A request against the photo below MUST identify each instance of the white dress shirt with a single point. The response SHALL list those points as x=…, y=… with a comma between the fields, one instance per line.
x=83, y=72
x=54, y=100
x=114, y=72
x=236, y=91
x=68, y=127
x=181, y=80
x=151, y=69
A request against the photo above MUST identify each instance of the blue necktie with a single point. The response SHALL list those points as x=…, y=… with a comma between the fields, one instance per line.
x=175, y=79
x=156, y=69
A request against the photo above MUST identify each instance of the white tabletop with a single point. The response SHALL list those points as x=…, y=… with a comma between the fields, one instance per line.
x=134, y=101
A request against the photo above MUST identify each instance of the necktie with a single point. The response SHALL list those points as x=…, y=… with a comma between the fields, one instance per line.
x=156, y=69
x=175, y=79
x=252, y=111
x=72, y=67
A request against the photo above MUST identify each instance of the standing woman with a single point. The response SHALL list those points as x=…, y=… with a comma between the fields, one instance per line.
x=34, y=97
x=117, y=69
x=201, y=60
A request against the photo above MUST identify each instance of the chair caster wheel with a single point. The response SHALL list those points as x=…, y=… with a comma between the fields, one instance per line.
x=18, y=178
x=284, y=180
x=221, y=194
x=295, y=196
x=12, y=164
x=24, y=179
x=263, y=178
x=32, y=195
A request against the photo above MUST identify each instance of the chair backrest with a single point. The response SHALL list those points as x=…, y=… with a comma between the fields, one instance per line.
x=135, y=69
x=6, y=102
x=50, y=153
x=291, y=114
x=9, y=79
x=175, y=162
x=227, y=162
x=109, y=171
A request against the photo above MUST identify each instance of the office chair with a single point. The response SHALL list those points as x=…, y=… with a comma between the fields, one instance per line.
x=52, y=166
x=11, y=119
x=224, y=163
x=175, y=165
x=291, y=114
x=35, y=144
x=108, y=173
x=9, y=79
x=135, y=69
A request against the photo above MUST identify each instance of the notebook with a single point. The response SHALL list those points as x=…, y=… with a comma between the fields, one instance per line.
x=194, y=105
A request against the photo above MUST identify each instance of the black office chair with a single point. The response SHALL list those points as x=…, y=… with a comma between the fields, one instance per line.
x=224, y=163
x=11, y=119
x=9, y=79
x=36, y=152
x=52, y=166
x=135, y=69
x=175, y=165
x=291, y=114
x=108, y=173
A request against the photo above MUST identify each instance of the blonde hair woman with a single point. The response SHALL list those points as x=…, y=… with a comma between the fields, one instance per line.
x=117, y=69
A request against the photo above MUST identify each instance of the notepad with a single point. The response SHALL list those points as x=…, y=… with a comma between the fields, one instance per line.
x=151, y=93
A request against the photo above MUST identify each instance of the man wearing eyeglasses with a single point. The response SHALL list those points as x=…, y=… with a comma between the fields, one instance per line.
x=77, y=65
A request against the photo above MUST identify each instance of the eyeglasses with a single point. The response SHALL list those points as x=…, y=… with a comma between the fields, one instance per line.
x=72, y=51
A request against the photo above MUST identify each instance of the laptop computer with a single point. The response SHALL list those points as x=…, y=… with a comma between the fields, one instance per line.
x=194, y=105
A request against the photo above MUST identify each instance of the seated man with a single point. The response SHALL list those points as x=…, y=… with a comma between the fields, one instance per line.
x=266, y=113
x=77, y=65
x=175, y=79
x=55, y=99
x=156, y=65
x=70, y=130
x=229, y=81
* * * * * * *
> WORK REQUIRED
Can you render every item above as a JSON list of strings, with one string per line and blank lines left out?

> RESPONSE TO THIS EXERCISE
[
  "A request against the photo below MUST identify each instance of the white dress shirt with a single point. The response SHALL list those points as x=…, y=… with a comma between the fields, one instance per line.",
  "x=83, y=72",
  "x=54, y=100",
  "x=114, y=72",
  "x=236, y=91",
  "x=68, y=127",
  "x=181, y=80",
  "x=151, y=69",
  "A request against the photo above MUST identify each instance of the blue necktie with a single point. The response SHALL list those points as x=…, y=… with a comma between the fields, one instance per line.",
  "x=175, y=79",
  "x=156, y=69",
  "A request against the photo above MUST identify each instance of the white tabletop with a single point. The response SHALL list those points as x=…, y=… with a comma between the fields, one instance per line.",
  "x=134, y=101",
  "A request against the photo above MUST identify each instance of the necktie with a single point. The response SHALL list those points as x=…, y=… with a comma between the fields, one instance per line.",
  "x=156, y=69",
  "x=175, y=79",
  "x=252, y=111",
  "x=72, y=67",
  "A request against the photo above MUST identify each instance of the standing woman with a single point. The response SHALL list those points as x=…, y=… with a comma between the fields, one instance per line.",
  "x=34, y=97",
  "x=117, y=69",
  "x=201, y=60",
  "A request against the photo above MUST identify each instance of the chair caster wheel with a single point. The response SHALL list those points as x=…, y=… with a comma between the fields, one instance per line.",
  "x=18, y=178",
  "x=284, y=180",
  "x=221, y=194",
  "x=295, y=196",
  "x=12, y=164",
  "x=24, y=179",
  "x=263, y=178",
  "x=32, y=195",
  "A request against the photo above MUST identify each instance of the chair backrest with a single point. The response SHALL list those points as x=…, y=… with a comma between the fields, one instance per line.",
  "x=135, y=69",
  "x=6, y=102",
  "x=50, y=153",
  "x=291, y=114",
  "x=9, y=79",
  "x=175, y=162",
  "x=227, y=162",
  "x=109, y=171",
  "A request against the photo above MUST identify each instance of the office chair with a single point. The response SHALL list those points as x=…, y=… with a comma between the fields, one instance per line.",
  "x=52, y=166",
  "x=11, y=119",
  "x=224, y=163",
  "x=175, y=165",
  "x=291, y=114",
  "x=35, y=144",
  "x=108, y=173",
  "x=9, y=79",
  "x=135, y=69",
  "A request against the photo above MUST identify each instance of the notebook with a single point. The response SHALL list those points as x=…, y=… with a comma between the fields, one instance per line.",
  "x=194, y=105",
  "A request against the photo above MUST identify each instance of the black office chair with a single point. The response SHALL list those points as x=…, y=… with a comma between the fields, one instance per line.",
  "x=224, y=163",
  "x=11, y=119",
  "x=9, y=79",
  "x=36, y=152",
  "x=52, y=166",
  "x=135, y=69",
  "x=175, y=165",
  "x=291, y=114",
  "x=108, y=173",
  "A request against the photo above MUST identify each instance of the blonde hair woman with a single point. The response SHALL list those points as x=…, y=… with a comma between the fields, one instance per line.",
  "x=117, y=69",
  "A request against the photo above MUST identify each instance of the notepad with a single point. The response SHALL list those points as x=…, y=… with a comma between the fields, one instance per line.",
  "x=151, y=93",
  "A request against the photo above MUST identify each instance of the man wearing eyeglasses with a single point. The response SHALL list those points as x=…, y=… with a comma between the fields, one instance per line.",
  "x=77, y=65",
  "A request against the photo above MUST identify each instance of the eyeglasses with a single point. The response SHALL list those points as x=…, y=… with a comma between the fields, one instance per line.",
  "x=72, y=51",
  "A request against the photo above MUST identify each instance of the laptop computer with a single point. The response SHALL list those points as x=…, y=… with a comma between the fields, one instance per line.",
  "x=194, y=105",
  "A request against the photo above MUST identify each instance of the seated man with a single point. The response SHALL list those points as x=…, y=… with a comma between the fields, one instance per line.",
  "x=266, y=113",
  "x=77, y=65",
  "x=175, y=79",
  "x=55, y=99",
  "x=156, y=65",
  "x=70, y=130",
  "x=229, y=81"
]